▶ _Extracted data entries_
----------

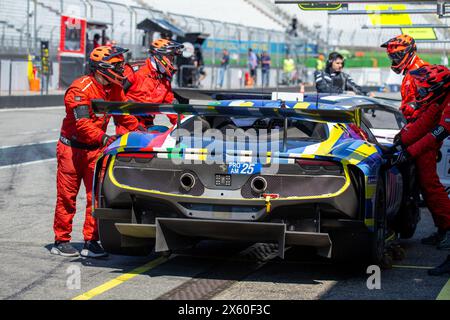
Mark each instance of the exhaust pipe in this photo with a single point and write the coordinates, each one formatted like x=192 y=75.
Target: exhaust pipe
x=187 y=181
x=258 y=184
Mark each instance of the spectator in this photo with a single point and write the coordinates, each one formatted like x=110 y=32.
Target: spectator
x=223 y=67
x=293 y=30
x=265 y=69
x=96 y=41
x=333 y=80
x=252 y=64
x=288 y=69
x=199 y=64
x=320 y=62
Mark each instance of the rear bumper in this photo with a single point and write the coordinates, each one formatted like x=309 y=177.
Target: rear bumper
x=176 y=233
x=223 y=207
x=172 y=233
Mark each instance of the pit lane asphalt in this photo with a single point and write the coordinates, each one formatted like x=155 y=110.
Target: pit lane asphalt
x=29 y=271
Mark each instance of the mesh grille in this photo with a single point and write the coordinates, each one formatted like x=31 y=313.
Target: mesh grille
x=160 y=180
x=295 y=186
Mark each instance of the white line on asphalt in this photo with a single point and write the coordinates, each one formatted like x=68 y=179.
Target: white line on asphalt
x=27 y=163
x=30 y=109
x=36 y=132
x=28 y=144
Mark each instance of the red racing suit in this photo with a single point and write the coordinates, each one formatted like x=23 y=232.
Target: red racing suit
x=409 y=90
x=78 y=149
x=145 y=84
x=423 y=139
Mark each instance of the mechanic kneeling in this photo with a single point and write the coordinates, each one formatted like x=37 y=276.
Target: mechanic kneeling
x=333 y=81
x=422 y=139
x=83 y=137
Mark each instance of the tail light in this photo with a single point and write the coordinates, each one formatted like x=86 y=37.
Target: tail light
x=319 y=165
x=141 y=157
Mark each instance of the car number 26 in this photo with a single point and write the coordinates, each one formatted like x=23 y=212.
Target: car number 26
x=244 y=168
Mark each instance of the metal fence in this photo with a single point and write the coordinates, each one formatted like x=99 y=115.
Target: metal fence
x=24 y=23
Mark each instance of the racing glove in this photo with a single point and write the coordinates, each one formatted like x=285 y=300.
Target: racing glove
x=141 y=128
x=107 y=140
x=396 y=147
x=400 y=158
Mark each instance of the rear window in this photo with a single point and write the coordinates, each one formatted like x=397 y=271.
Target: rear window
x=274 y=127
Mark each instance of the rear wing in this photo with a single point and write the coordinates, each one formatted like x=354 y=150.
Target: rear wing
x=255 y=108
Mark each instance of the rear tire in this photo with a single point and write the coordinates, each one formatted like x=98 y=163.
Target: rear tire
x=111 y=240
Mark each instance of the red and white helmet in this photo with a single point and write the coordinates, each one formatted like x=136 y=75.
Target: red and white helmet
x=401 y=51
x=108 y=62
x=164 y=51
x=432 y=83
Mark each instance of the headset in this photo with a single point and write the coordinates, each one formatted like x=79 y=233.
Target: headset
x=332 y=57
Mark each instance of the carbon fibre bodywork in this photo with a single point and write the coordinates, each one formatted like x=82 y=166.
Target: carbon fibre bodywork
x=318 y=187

----------

▶ _DO THIS_
Rewrite only the lines from the one containing "Mark each instance of the carbon" through the end of the items, inclusive, and include the request line. Multiply each answer coordinate by 1.85 and round to a whole number, with halves rounding up, but leave the numbers in the request and its format sample unchanged.

▶ _EXERCISE OUTPUT_
Mark each instance of the carbon fibre bodywork in this photo with a single point and write the coordinates, each one formatted like x=82 y=166.
Target: carbon fibre bodywork
x=588 y=346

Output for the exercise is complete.